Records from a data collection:
--- START ---

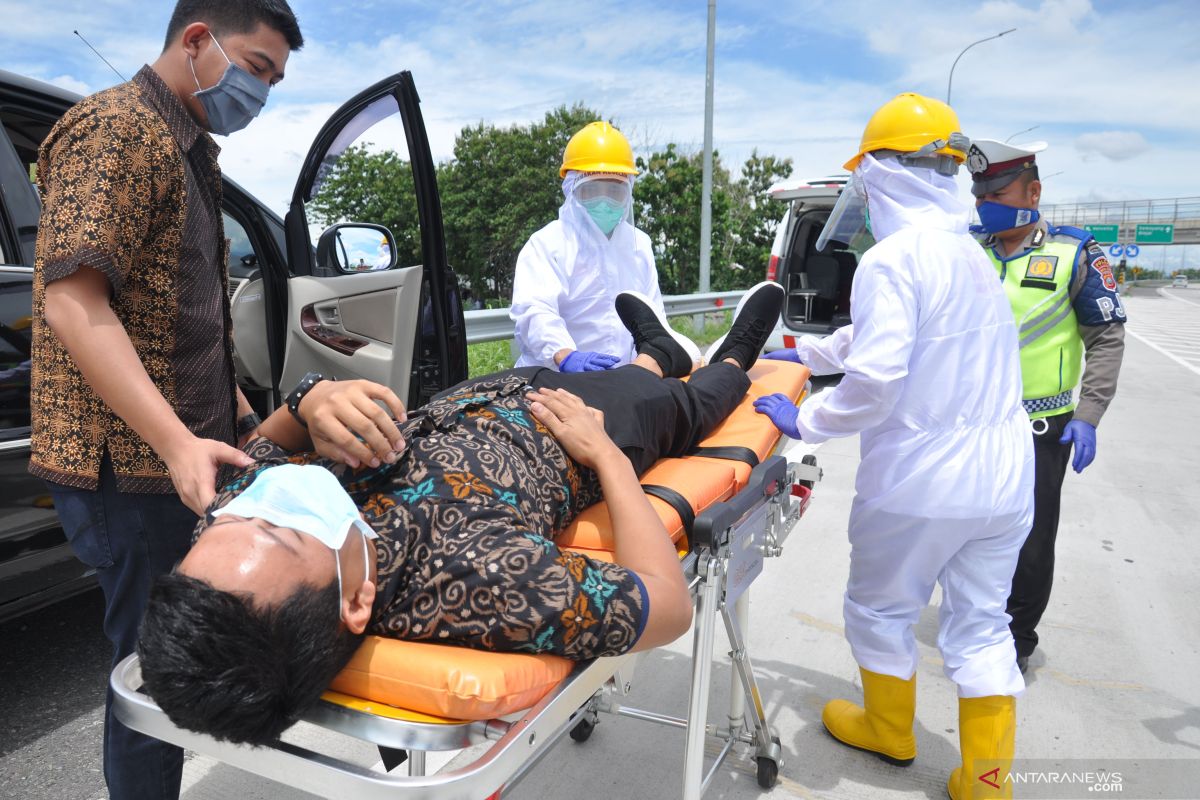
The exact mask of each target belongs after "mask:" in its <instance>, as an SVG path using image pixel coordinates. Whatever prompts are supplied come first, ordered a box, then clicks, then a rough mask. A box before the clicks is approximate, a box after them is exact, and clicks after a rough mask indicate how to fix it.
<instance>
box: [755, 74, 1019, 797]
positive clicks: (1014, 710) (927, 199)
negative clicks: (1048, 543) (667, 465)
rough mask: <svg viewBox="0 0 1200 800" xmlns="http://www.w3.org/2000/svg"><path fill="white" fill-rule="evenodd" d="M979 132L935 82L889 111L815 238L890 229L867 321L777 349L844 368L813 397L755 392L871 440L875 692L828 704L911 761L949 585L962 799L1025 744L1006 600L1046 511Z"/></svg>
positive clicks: (871, 560)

--- END ---

Repeat exactly the lines of the records from the one containing "negative clicks: (1048, 543) (667, 465)" to the last, and include no line outside that stretch.

negative clicks: (1048, 543) (667, 465)
rough mask: <svg viewBox="0 0 1200 800" xmlns="http://www.w3.org/2000/svg"><path fill="white" fill-rule="evenodd" d="M979 132L935 82L889 111L815 238L890 229L867 321L777 349L844 368L813 397L755 392L871 440L875 692L828 704L911 761L949 585L962 799L1025 744L1006 600L1046 511Z"/></svg>
positive clicks: (871, 560)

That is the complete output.